(Source passage Opens)
The chair of Harvard Medical School’s bioinformatics department says the deterministic, discrete data of billing and reimbursement means that artificial intelligence’s first big impact in healthcare is likely to be in “the business of healthcare.”
When artificial intelligence (AI) starts making a major difference in healthcare, it won’t be by hastening diagnoses or analyzing complicated datasets, says Isaac Kohane, M.D., Ph.D.
Instead, it will follow money and be used to manage billing and reimbursement, predicted the chair of the Department of Biomedical Informatics at Harvard Medical School and the featured speaker today at the opening plenary session today of the IDWeek 2023 meeting in Boston.
“All those healthcare professionals who are working for insurance companies to vet or not vet authorizations — they’re gone. And in the basements of hospitals all those upcoding teams, they’ll be gone soon as well because (AI) can do (their) job much, much better,” Kohane said.
“So the bottom line, for take-home message one, the first big impact (of AI) will be in the business of healthcare,” he added.
Kohane is the co-author of the 2023 book “The AI Revolution in Medicine: GPT-4 and Beyond” and the editor-in-chief of a new journal, NEJM AI, being published by the group that publishes the New England Journal of Medicine.
Kohane, who cracked several jokes, walked a fine line between talking up an AI-mediated future and issuing warning about shortcomings.
Even so, he strongly urged the audience of infectious disease clinicians, researchers and pharmacists to start exploring AI or risk falling behind.
“You’ve got to start using it otherwise you’re going to be really dumb compared to your patients and your students.”
He cautioned that the future of AI is “very muddy, it’s very unclear. And anybody who understands it well is, putting one over.” Kohane mentioned the absence of mechanisms of evaluating the current crop of AI models and clinicians ceding too much control to AI. He noted after order entry systems were put in place years ago, doctors starting using the default choice most of the time.
(Source passage Closes)
(Data supplied Opens)
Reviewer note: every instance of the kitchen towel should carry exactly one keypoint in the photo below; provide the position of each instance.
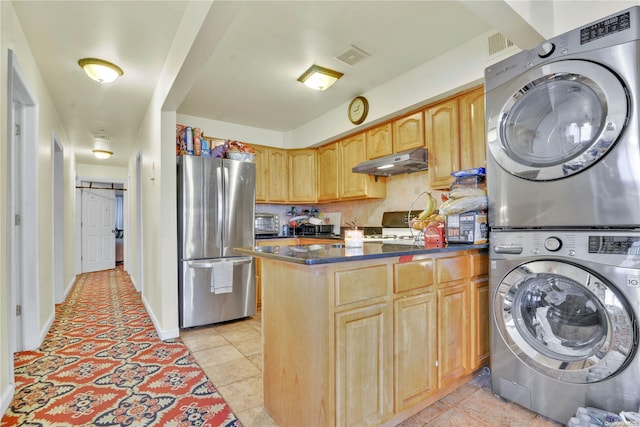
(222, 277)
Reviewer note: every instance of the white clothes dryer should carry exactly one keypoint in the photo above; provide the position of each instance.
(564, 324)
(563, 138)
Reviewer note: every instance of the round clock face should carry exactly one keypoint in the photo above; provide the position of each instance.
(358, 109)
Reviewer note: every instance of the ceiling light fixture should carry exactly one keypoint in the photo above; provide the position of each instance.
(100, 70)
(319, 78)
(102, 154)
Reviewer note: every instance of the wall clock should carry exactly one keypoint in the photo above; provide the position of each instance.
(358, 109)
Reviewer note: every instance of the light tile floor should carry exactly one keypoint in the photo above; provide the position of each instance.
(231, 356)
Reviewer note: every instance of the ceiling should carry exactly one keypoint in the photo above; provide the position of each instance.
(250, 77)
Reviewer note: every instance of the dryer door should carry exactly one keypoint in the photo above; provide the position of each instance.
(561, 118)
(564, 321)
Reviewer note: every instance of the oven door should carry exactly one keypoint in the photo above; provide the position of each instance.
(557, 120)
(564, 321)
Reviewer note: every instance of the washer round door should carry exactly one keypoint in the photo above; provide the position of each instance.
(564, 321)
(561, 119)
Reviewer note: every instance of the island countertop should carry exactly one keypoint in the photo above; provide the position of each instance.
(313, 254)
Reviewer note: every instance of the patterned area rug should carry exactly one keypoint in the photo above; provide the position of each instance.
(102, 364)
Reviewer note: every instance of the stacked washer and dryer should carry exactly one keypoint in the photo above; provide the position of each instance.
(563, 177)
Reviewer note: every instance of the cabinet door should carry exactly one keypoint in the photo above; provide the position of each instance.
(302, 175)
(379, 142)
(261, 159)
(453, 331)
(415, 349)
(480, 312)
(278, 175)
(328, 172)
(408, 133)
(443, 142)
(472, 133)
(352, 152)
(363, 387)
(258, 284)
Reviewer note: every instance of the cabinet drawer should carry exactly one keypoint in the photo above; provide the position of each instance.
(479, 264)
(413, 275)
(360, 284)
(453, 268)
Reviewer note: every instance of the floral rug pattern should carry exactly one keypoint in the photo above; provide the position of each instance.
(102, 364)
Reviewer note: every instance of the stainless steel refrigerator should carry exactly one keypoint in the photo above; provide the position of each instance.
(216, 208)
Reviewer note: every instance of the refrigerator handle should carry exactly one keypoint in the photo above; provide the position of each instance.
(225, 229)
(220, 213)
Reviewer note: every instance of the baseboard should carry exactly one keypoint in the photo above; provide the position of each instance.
(Data supplied Closes)
--- Exercise directions ---
Name every publication mentioned by title in the article on AI in healthcare. Nothing in the listing is needed here.

--- Answer section ---
- "The AI Revolution in Medicine: GPT-4 and Beyond"
- NEJM AI
- New England Journal of Medicine